### SUPPLIED PASSAGE
====================
He said that it was "really refreshing to see a complete stranger, give them some medicine and just shake their hand and say good luck and I'll be at this place tomorrow if you need me."
Ali was so moved by his experience in Guyana that he returned a few weeks later to help some more. It was at about that time that his father told him about a friend who had a daughter in the medical field who also was interested in medical missions.
He decided to send an e-mail to Tayyeba Ahmad, a medical student at Emory University in Atlanta. "We both hit it off immediately. We are still amazed at how well we hit it off." They got along so well that he proposed within a week and were married about a year later.
Meanwhile, 2005 was full of disasters. When Hurricane Katrina pummeled New Orleans Ali decided he had to go there to help. "If I can go to another hemisphere and help strangers, why can't I help my neighbors," he said about his decision to help.
He was assigned to work in Gonzalez, La., where he helped create a distribution network for medical supplies and essentials such as diapers.
He would have stayed longer in Louisiana but by then Hurricane Rita was threatening the Texas coast and Ali came back to UTMB.
But he was soon on his way to another disaster. In October 2005, he went to his parents' homeland of Pakistan to help earthquake victims in Kashmir. His wife-to-be, Tayyeba, helped arrange for supplies and shelters in Kashmir. And just like on his other medical trips, Ali and his colleagues saw hundreds of patients each day.
The couple's wedding was in January 2006. So what did they do on their honeymoon?
"We actually did a mission trip for our honeymoon," Ali said, explaining that through the Care Free Foundation, he and his new bride helped a group of surgeons in Peru, a country that has one of the highest rates of blindness in the Americas.
The honeymoon part of the trip included three days to visit Machu Picchu.
Tayyeba, who just finished medical school at Emory University, is conducting research on diabetic retinopathy at the Medical College of Georgia. She eventually wants to become an ophthalmologist. She is organizing an ophthalmologic mission through Humanity First to Peru in March 2008.
On his most recent trip to Ghana, Ali was reunited with some of the doctors that he had met in Louisiana in the aftermath of Katrina.
In Ghana, the doctors found inadequate lighting conditions for surgery and often relied on sunlight augmented by headlamps.
"The surgical procedures were performed under less than ideal circumstances," Ali said, alluding to the poor lighting, hot operating rooms with no air conditioning and the lack of enough sterile equipment and gowns. "Despite these limitations the patients did quite well and we were all deeply satisfied."
Just after returning from Ghana, Ali in August was again packing his bags. His destination this time would be Peru where a powerful earthquake had killed hundreds of people. But in the end, he and others decided that the situation was too dangerous since hundreds of inmates who had escaped from a prison were still at large.
So back in Galveston, Ali keeps a busy pace tending to patients, traveling to Georgia to visit Tayyeba and keeping track of his family in Houston.
And while Ali said that he enjoyed the challenges of the emergency room at UTMB, he readily conceded that he's looking forward to his next medical mission.
"Whenever I watch the news, it's with the thought I may need to go somewhere else," Ali said. "The only thing that's stopping me is that I'm running out of vacation time."
====================
### Natural-language object grounding items
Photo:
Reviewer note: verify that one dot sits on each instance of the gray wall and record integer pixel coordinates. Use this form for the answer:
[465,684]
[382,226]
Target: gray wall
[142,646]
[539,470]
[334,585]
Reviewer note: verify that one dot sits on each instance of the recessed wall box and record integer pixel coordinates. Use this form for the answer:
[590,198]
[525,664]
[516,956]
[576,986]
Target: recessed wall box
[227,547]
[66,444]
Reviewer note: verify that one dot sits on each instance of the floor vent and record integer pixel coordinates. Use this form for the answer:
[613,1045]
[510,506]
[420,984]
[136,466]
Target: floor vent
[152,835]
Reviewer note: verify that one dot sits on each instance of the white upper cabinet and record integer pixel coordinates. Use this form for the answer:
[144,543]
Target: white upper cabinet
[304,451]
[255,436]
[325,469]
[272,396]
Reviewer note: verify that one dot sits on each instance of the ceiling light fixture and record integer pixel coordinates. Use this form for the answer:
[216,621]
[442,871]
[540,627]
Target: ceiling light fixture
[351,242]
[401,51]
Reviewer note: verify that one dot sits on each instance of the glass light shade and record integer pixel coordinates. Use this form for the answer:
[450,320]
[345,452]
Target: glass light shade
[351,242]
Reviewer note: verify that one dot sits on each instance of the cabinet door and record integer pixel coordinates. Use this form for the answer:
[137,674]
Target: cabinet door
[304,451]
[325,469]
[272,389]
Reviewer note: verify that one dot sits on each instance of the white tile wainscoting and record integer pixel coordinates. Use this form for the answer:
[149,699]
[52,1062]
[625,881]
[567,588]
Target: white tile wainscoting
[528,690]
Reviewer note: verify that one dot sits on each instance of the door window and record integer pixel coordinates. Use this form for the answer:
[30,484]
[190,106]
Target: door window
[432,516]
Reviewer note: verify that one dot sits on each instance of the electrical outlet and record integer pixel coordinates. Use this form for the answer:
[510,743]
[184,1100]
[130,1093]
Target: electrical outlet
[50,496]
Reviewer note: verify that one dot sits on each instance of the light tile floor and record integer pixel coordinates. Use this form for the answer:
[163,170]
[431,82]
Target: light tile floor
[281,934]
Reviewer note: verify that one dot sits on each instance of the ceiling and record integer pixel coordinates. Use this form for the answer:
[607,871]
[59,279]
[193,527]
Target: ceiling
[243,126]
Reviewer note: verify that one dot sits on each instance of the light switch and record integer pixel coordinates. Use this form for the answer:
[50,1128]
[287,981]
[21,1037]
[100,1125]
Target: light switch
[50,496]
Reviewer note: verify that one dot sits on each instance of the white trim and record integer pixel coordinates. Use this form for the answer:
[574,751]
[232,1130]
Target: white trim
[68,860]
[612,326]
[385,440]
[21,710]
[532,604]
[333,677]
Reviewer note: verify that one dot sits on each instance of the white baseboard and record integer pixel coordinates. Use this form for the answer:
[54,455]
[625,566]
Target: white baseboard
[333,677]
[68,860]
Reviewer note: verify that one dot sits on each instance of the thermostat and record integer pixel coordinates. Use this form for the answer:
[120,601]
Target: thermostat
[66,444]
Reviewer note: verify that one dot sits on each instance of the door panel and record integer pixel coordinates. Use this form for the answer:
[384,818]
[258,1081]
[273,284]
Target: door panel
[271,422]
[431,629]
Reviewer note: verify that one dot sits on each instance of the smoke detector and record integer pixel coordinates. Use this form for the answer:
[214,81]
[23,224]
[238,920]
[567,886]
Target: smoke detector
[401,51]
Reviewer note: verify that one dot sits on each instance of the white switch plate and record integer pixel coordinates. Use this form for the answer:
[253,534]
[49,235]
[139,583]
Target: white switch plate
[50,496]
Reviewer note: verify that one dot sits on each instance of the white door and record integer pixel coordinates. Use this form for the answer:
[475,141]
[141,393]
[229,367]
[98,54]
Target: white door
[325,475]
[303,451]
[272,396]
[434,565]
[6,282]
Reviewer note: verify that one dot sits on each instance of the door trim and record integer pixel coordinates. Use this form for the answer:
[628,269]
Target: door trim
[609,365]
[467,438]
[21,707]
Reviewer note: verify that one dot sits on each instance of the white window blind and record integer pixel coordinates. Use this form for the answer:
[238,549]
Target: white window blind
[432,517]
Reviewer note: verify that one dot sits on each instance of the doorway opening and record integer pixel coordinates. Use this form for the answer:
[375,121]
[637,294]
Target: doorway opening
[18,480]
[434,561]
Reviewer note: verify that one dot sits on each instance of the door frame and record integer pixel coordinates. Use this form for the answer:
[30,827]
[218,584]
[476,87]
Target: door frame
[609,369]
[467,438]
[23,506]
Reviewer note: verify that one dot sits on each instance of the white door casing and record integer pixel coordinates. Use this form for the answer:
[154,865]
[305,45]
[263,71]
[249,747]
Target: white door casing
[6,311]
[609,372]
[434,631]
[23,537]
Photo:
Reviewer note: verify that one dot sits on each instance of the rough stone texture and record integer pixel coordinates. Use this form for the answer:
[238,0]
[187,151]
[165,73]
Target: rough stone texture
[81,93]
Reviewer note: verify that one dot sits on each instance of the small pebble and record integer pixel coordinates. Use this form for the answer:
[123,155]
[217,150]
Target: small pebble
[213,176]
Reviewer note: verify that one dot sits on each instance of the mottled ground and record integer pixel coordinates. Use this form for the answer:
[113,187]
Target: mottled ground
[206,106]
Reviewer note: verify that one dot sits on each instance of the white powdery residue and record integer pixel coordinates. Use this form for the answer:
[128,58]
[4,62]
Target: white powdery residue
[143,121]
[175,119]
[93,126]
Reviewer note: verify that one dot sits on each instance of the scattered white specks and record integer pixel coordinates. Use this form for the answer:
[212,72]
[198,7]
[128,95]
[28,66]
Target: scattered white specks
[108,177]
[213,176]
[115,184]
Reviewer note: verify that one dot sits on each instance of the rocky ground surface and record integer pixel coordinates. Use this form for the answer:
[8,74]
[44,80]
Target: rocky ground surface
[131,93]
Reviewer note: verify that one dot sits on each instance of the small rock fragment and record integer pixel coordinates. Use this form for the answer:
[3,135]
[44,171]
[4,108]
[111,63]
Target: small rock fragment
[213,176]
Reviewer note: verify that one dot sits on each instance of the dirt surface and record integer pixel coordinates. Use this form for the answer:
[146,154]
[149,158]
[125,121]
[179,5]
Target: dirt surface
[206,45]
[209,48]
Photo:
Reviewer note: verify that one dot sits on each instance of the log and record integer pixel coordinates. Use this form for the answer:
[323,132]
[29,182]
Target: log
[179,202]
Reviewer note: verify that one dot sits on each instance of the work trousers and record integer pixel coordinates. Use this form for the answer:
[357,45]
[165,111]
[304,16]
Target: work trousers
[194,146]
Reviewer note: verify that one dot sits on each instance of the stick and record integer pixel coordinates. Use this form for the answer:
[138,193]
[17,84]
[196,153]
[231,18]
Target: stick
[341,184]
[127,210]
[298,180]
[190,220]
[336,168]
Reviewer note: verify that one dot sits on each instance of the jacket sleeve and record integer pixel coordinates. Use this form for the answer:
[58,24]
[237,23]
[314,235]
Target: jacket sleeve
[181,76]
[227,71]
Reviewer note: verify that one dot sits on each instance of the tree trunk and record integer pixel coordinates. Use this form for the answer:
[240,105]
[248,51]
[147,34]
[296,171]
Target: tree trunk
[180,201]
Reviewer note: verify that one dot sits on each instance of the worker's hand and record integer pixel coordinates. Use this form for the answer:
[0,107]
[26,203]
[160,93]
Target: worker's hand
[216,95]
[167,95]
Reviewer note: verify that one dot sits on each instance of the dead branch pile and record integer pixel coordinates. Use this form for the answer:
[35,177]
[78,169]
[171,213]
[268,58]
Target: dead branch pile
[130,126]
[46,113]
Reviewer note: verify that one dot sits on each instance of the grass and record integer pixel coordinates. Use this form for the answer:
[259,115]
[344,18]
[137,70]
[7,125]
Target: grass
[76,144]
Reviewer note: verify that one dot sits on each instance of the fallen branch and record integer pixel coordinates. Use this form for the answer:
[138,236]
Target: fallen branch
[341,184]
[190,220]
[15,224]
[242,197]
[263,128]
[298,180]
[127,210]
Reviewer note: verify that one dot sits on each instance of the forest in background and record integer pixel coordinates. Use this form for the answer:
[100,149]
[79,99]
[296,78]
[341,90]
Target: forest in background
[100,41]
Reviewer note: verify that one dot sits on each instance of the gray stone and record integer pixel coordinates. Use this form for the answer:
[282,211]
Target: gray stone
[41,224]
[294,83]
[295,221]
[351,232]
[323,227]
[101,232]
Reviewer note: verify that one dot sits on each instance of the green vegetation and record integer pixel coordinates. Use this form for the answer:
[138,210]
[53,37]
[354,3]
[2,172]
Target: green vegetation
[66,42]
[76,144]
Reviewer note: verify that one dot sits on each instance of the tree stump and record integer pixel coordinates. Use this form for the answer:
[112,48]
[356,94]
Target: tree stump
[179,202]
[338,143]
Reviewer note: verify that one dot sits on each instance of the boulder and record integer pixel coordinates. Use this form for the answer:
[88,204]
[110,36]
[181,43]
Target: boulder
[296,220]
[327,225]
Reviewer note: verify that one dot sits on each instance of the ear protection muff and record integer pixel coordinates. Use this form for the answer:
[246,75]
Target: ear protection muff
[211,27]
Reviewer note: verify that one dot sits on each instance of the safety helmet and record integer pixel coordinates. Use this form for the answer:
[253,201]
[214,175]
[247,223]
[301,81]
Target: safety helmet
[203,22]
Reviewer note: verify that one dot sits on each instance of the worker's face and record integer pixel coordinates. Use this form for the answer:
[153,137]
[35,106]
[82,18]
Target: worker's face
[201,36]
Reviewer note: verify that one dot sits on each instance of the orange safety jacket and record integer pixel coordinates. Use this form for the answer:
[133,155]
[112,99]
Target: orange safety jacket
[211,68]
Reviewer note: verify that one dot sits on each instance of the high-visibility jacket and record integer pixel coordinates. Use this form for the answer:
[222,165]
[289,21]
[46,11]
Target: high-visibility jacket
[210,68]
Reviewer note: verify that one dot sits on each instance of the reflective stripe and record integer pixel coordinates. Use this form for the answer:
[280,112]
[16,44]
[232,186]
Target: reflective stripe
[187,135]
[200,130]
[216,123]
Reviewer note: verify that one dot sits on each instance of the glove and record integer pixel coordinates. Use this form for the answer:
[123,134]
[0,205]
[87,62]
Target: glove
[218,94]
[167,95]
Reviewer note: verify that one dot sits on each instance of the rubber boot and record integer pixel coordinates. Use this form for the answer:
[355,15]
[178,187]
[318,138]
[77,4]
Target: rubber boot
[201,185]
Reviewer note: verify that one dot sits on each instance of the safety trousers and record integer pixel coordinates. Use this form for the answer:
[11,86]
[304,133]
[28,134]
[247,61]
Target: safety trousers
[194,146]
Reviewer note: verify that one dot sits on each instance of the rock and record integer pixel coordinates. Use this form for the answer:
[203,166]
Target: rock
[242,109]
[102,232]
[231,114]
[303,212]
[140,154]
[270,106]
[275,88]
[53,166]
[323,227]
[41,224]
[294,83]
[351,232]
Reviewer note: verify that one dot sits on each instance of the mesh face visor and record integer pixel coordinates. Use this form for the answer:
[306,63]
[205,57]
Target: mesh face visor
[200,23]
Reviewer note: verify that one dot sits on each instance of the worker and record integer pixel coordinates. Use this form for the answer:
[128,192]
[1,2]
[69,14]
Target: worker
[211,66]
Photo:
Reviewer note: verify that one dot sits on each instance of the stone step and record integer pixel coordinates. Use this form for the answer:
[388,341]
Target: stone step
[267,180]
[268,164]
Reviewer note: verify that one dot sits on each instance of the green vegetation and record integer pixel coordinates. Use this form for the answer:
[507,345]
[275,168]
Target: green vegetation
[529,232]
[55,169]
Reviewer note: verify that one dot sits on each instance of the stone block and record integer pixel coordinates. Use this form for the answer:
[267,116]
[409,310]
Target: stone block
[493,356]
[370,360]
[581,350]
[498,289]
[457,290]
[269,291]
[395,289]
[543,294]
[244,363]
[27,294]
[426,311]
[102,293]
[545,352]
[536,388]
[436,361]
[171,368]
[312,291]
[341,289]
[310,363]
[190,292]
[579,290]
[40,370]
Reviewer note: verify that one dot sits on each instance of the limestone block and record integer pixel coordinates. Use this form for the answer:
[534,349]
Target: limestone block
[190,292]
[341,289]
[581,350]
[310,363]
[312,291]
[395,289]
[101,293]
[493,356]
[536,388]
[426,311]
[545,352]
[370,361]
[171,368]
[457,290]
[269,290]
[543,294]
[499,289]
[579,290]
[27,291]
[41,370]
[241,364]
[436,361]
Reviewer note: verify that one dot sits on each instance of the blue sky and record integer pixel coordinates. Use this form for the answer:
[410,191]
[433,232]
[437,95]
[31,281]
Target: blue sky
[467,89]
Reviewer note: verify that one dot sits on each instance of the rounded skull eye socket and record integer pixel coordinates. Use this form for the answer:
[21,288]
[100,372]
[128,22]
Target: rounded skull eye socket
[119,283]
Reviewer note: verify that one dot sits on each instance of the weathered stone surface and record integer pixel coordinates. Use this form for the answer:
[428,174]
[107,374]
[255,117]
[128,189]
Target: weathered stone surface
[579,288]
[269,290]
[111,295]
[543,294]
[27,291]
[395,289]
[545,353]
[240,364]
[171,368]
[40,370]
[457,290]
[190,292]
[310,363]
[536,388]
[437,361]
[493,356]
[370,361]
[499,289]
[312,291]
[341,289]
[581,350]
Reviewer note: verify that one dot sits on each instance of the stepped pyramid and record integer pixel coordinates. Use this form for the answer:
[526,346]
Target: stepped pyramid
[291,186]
====================
### YOUR INSTRUCTIONS
In the text about Ali's medical missions, why did Ali and the others call off the August trip to earthquake-hit Peru?

### OUTPUT OF THE TASK
They judged it too dangerous because hundreds of inmates who had escaped from a prison were still at large.